[Rows from a point annotation set]

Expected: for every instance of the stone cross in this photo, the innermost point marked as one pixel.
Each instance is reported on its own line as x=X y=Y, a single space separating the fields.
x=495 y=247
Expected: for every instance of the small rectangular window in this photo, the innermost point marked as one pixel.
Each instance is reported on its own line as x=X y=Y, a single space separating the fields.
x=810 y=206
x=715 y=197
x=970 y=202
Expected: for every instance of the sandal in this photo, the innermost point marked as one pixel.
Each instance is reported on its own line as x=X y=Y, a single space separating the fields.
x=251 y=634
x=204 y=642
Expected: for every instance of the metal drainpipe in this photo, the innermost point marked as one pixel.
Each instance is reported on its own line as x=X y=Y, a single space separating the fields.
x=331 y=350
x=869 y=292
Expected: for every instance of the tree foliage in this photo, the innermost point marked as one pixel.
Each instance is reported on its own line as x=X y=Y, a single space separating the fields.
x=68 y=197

• **Task goal**
Reproduce all of the rows above, line for line, with no changes.

• **Solution**
Expected: for every instance of the stone cross in this photo, the innermost point marked as one pixel.
Each instance is reported on its own line as x=X y=Y, a single space separating the fields.
x=495 y=247
Expected: for every instance of the small rectangular window in this photo, the innermost point marked as one pixel.
Each instance is reported on its own line as x=X y=Y, a single space separating the fields.
x=810 y=206
x=715 y=197
x=970 y=202
Expected: for every instance of the sandal in this photo, the innermost point marked as one pixel.
Each instance is reported on its own line as x=X y=Y, a single space separating the fields.
x=251 y=634
x=204 y=642
Expected: for every instance of the metal drainpipe in this photo, the innermost point marked as one pixel.
Each instance is reported on its own line as x=X y=Y, a single space separating the fields.
x=331 y=350
x=869 y=292
Expected: for every instance of the tree foliage in this photo, the innermost point marked as one pixel.
Each instance is reported on its own line as x=X y=Y, a single space separating the fields.
x=68 y=197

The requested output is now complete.